2003 Seattle Annual Meeting (November 2–5, 2003)

Paper No. 3
Presentation Time: 2:15 PM

IMPACT CRATERING PROCESSES AND THEIR ENVIRONMENTAL EFFECTS ON EARTH AND MARS


KRING, David A., Lunar and Planetary Laboratory, Univ Arizona, 1629 E. University Blvd, Tucson, AZ 85721-0092, kring@LPL.arizona.edu

The Chicxulub impact event at the K/T boundary illustrates how impact cratering processes can affect the geologic and, through their effect on the environment, the biologic evolution of a planet. The global effects of a large impact event are manifested largely by the interaction of impact ejecta with the atmosphere. The debris can affect the thermal and chemical state of the atmosphere, for example altering its ability to screen ozone, facilitating acid rain, and, in the case of Earth, when temperatures are high enough, generating wildfires after vegetation had evolved.

Environmental effects can occur without any extant life, but if life exists, impact-generated environmental changes can affect the evolution of life by changing evolutionary pressures, extinguishing life outright, and creating new evolutionary niches. Not all impact events, however, will have evolutionary consequences. Both the environmental and potential biologic consequences of an impact event must be evaluated in terms of ambient environmental conditions and the types of extant ecosystems at the time of impact. For example, while the production of greenhouse warming gases following the Chicxulub impact event may have been significant 65 million years ago, a similar contribution to the atmosphere 3 billion years ago, which was still dominated by CO2, would have been inconsequential, particularly in a microbial world.

DATASET EXCERPTS:

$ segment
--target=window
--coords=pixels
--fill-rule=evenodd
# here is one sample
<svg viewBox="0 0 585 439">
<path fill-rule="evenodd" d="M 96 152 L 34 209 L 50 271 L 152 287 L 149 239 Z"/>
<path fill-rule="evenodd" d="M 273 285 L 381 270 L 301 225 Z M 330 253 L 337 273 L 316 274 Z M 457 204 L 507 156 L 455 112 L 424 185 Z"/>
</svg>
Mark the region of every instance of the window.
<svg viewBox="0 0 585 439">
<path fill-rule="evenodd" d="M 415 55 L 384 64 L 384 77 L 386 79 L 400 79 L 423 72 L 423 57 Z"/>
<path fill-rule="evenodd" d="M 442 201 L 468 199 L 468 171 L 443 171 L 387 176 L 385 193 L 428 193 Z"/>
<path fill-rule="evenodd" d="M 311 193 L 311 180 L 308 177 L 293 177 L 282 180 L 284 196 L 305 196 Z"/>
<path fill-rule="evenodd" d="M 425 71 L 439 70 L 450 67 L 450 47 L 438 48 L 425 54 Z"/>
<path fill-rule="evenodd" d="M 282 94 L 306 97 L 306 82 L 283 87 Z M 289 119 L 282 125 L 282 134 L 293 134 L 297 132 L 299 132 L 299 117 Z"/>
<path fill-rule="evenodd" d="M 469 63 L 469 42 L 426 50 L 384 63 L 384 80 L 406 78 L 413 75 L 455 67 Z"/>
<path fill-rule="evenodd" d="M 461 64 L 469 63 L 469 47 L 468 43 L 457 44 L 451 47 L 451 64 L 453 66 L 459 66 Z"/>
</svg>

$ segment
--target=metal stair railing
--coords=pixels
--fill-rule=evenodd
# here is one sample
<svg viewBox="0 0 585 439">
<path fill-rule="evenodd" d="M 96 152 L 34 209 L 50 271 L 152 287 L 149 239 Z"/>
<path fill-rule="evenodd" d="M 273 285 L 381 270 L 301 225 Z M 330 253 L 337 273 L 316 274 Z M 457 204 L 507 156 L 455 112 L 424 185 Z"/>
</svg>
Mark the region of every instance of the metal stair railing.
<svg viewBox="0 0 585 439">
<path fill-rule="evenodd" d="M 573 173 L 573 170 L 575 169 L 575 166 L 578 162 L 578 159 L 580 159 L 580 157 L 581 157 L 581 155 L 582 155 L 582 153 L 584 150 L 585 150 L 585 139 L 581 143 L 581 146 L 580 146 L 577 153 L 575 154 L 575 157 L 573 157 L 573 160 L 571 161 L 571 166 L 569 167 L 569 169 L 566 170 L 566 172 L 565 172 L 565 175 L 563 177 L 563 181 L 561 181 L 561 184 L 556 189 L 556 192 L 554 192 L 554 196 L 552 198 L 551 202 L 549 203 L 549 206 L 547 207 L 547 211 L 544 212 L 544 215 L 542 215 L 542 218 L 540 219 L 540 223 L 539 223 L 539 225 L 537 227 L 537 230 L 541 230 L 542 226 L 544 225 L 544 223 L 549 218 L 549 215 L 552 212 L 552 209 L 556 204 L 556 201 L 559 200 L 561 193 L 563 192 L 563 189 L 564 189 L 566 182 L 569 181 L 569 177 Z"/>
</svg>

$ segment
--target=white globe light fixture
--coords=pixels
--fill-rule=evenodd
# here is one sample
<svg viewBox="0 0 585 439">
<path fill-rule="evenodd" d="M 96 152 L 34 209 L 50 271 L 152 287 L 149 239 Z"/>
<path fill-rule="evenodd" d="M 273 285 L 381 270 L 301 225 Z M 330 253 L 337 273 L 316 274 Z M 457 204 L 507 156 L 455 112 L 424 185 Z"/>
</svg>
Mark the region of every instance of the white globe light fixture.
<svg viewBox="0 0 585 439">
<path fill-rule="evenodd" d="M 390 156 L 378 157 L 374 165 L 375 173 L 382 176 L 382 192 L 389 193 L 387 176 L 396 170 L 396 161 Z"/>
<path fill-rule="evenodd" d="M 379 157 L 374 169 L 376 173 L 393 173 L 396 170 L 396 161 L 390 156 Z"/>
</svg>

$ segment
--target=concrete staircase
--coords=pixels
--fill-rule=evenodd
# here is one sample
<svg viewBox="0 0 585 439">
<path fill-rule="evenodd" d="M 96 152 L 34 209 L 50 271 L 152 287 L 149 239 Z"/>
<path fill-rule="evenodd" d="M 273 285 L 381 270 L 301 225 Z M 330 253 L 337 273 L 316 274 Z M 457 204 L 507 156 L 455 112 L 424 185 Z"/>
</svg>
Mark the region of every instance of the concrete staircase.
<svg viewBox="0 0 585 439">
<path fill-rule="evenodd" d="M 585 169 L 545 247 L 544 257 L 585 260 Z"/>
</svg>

TASK SET:
1. According to the impact cratering abstract, in what ways can impact-generated environmental changes affect the evolution of life? List every way it names.
2. Continue the impact cratering abstract after its final sentence, which ends "particularly in a microbial world."
The material after the impact cratering abstract is separate from it.

EXPECTED OUTPUTS:
1.
- Changing evolutionary pressures
- Extinguishing life outright
- Creating new evolutionary niches

2.
The environmental effects of impact cratering may have been particularly dramatic ~3.9 Ga, when the flux of impacting objects on Earth and probably Mars was very intense. Over 20,000 craters with diameters in excess of 20 km were produced on Earth, some the size of modern-continents. Over 6,400 impact craters with these same dimensions were produced on Mars. While destructive, these events also had the capacity to assist life. In particular, large impact events produce vast, long-lived hydrothermal systems that are ideal places for pre-biotic chemistry and potentially the origin and early evolution of life. This episode of impact cratering and the habitats it may have produced may be one reason Earth's earliest geologic record of biologic activity corresponds to the same period. It may also be the most likely type of environment for life on Mars, if life ever evolved on that planet.